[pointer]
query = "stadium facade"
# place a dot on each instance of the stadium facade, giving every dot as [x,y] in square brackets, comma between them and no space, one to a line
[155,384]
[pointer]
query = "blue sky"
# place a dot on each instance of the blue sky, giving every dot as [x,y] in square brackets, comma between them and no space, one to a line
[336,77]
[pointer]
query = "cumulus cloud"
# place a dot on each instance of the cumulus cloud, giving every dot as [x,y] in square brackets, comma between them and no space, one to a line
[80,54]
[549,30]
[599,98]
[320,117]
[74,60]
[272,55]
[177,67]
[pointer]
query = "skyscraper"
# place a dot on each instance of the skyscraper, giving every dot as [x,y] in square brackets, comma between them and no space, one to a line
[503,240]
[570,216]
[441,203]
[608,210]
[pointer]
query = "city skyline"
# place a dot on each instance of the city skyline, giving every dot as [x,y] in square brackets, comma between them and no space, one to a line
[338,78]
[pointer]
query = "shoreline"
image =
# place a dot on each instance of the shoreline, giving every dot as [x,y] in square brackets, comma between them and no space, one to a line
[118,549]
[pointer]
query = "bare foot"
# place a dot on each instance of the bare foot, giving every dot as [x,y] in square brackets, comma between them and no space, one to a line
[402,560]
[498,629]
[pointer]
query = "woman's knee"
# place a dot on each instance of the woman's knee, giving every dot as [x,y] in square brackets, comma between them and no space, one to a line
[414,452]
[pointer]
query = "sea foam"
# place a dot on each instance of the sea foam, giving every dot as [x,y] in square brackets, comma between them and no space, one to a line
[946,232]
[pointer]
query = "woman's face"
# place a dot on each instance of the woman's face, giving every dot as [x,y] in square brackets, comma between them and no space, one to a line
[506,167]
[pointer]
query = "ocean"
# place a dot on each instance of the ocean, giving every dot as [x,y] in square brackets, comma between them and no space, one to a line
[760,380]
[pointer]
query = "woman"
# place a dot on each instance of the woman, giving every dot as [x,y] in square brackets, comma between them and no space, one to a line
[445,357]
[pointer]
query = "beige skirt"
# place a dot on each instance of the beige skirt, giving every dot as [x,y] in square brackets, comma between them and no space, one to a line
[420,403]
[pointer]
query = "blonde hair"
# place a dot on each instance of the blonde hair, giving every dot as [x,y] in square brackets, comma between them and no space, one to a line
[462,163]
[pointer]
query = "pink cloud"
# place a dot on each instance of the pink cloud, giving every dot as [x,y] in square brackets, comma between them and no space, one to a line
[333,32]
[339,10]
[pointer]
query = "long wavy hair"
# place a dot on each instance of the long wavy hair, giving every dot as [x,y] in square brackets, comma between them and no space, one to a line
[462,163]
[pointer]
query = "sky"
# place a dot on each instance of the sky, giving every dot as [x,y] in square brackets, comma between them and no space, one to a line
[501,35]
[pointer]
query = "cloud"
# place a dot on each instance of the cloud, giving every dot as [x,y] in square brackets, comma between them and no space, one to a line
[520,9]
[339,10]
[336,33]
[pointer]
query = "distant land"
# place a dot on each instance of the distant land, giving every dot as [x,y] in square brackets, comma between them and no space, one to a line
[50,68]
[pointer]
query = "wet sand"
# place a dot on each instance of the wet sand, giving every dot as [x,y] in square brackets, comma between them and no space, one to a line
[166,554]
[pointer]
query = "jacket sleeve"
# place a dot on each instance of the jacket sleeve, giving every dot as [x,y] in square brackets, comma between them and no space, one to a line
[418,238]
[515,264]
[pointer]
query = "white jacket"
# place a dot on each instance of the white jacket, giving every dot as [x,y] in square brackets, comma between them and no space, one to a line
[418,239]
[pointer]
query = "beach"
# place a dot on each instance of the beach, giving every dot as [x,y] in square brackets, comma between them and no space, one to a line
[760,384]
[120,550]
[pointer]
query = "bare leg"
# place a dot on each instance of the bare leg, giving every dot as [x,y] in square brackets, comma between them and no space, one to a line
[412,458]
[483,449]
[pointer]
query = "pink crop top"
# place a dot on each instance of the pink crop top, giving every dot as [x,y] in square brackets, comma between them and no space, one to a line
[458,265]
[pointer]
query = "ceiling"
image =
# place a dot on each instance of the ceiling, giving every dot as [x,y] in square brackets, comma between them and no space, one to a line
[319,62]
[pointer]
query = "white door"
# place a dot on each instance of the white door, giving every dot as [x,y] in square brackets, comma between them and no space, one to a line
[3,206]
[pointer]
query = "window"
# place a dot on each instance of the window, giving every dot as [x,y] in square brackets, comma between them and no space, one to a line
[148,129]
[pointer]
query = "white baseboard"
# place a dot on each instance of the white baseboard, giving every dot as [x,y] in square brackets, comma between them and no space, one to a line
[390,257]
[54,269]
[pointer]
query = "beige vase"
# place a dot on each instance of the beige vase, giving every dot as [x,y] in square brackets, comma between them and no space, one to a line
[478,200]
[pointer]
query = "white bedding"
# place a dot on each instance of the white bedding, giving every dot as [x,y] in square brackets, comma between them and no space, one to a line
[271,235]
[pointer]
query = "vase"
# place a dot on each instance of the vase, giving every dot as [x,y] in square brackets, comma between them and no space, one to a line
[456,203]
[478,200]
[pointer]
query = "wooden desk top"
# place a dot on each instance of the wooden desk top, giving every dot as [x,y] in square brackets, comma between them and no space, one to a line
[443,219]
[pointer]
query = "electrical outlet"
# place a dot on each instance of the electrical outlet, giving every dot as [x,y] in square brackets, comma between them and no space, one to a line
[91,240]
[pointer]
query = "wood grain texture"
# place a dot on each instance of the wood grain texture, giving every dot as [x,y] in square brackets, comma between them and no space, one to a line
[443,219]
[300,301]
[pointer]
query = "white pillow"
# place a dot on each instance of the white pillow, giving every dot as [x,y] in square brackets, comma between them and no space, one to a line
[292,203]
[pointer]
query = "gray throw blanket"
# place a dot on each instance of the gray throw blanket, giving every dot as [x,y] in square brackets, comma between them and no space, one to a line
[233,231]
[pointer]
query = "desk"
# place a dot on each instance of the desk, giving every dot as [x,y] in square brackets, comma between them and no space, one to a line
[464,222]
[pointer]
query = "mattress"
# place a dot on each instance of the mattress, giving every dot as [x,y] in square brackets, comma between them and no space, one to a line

Exercise directions:
Give the records above again, word for word.

Result:
[pointer]
query = "stadium facade"
# place a dot on each instance of the stadium facade, giving every dot as [x,y] in square brackets, comma between them and no space, one to a line
[155,384]
[pointer]
query = "blue sky"
# place a dot on each instance of the blue sky, giving every dot as [x,y] in square brackets, comma between them and no space, one to a line
[336,77]
[pointer]
query = "cumulus cloud"
# place a dot on each instance of the cumulus cloud, giving every dot as [x,y] in square brackets, comma between them and no space, one to a line
[80,54]
[549,30]
[599,98]
[320,117]
[74,60]
[272,55]
[177,67]
[pointer]
query = "skyscraper"
# place a dot on each instance of the skyscraper, giving every dot as [x,y] in square brackets, comma between them and no space, one to a line
[503,240]
[570,216]
[441,203]
[608,210]
[pointer]
query = "city skyline"
# place a dot on each instance of the city skyline, giving every dot as [x,y] in square brackets, comma between them and no space, one to a line
[338,78]
[pointer]
query = "shoreline"
image =
# place a dot on each instance of the shoreline, giving every dot as [x,y] in square brackets, comma between them and no space, one to a line
[118,549]
[pointer]
query = "bare foot"
# place a dot on each instance of the bare foot, giving every dot as [x,y] in square brackets, comma between them and no space, one to a line
[402,560]
[498,629]
[pointer]
query = "woman's knee"
# place a dot on each instance of the woman's knee, giving every dot as [x,y] in square brackets, comma between them and no space, one to a line
[414,452]
[pointer]
query = "sea foam"
# place a dot on each instance of the sea foam, giving every dot as [x,y] in square brackets, comma between them and no space, one to a line
[946,232]
[pointer]
query = "woman's face"
# place a dot on each instance of the woman's face, giving every dot as [x,y] in square brackets, comma between them and no space, one to a line
[506,167]
[pointer]
query = "ocean"
# place a dot on each instance of the ocean, giving every dot as [x,y] in square brackets, comma between them and no space, one to a line
[760,380]
[pointer]
query = "woman"
# place a dot on each instance of the woman, giving every dot as [x,y] in square brackets, comma between them and no space, one to a line
[445,357]
[pointer]
query = "beige skirt"
# place a dot on each instance of the beige skirt, giving every dot as [x,y] in square brackets, comma between them and no space, one to a line
[420,403]
[pointer]
query = "blonde hair"
# place a dot on each instance of the blonde hair, giving every dot as [x,y] in square brackets, comma between them and no space, one to a line
[462,163]
[pointer]
query = "pink cloud"
# place a dot on each instance of the pink cloud, giving every dot as [x,y] in square brackets, comma between them and no space, one to a line
[333,32]
[339,10]
[pointer]
query = "long wavy hair"
# place a dot on each instance of the long wavy hair, giving every dot as [x,y] in square brackets, comma between them and no space, one to a line
[462,163]
[pointer]
query = "sky"
# place a dot on each instance of the sky, giving every dot as [x,y] in square brackets, comma between them and no space, one to a line
[501,35]
[pointer]
query = "cloud"
# place a dot on each instance of the cloud, giving every dot as [x,y] in square brackets, comma between them and no space, one to a line
[520,9]
[339,10]
[336,33]
[pointer]
query = "distant land"
# place a dot on each instance of the distant land, giving every dot as [x,y] in square brackets, comma between them and no space, one to a line
[50,68]
[pointer]
query = "wet sand"
# place a dot on each instance of the wet sand, giving every dot as [x,y] in square brackets, comma between them and no space, one to a line
[166,554]
[pointer]
query = "jacket sleeve"
# place a dot on each instance of the jacket sleeve, giving every dot as [x,y] in square brackets, comma between them and no space, one to a line
[418,238]
[515,264]
[pointer]
query = "white jacket"
# place a dot on each instance of the white jacket, giving every dot as [x,y] in square brackets, comma between them and no space, one to a line
[418,239]
[pointer]
query = "beach"
# place a dot on each instance of the beach, giving every dot as [x,y] in square brackets, comma between them and no space, one to a line
[760,384]
[120,550]
[pointer]
query = "bare leg"
# place a dot on each instance of the bare leg, giving every dot as [x,y] in square brackets, comma between them and no space, one to a line
[412,458]
[483,449]
[pointer]
query = "pink crop top"
# place a dot on each instance of the pink crop top, giving every dot as [x,y] in square brackets, comma between them and no space, one to a line
[458,265]
[pointer]
query = "ceiling"
image =
# place a dot on each instance of the ceiling, giving every dot as [x,y] in square brackets, comma between them and no space, one to a line
[319,62]
[pointer]
query = "white door"
# place a dot on each instance of the white door, giving every dot as [x,y] in square brackets, comma between them and no space, one to a line
[3,206]
[pointer]
query = "window"
# place a dot on each instance of the window, giving every dot as [x,y] in square brackets, comma between them and no space, one to a line
[148,129]
[pointer]
query = "white baseboard"
# place a dot on each instance of the white baseboard, giving every dot as [x,y] in square brackets, comma between them and no space, one to a line
[390,257]
[54,269]
[pointer]
query = "beige vase"
# place a dot on each instance of the beige vase, giving every dot as [x,y] in square brackets, comma between them and no space, one to a line
[478,200]
[pointer]
query = "white bedding"
# place a dot on each instance of the white bedding, giving every dot as [x,y] in square brackets, comma between them and no space, one to a line
[271,235]
[pointer]
query = "vase"
# place a dot on each instance of the vase, giving every dot as [x,y] in square brackets, comma between them and no space, one to a line
[456,203]
[478,200]
[pointer]
query = "wooden desk top"
# place a dot on each instance of the wooden desk top, giving every dot as [x,y] in square brackets, comma between them and no space, one to a line
[443,219]
[pointer]
query = "electrical outlet"
# place a dot on each instance of the electrical outlet, giving every dot as [x,y] in square brackets, comma between them and no space, one to a line
[91,240]
[pointer]
query = "wood grain texture"
# place a dot on each instance of the wood grain texture, giving every dot as [x,y] in square brackets, comma between them and no space, one to a line
[443,219]
[300,301]
[pointer]
query = "white pillow"
# place a dot on each instance of the white pillow, giving every dot as [x,y] in square brackets, comma between them and no space, one to a line
[292,203]
[pointer]
query = "gray throw blanket"
# place a dot on each instance of the gray throw blanket, giving every dot as [x,y] in square brackets, comma between them and no space, one to a line
[233,231]
[pointer]
query = "desk"
# place a dot on each instance of the desk, giving every dot as [x,y] in square brackets, comma between them and no space, one to a line
[464,222]
[pointer]
query = "mattress"
# place a dot on each instance of the mattress, giving every dot as [x,y] in square brackets, comma between them and no space, one to a line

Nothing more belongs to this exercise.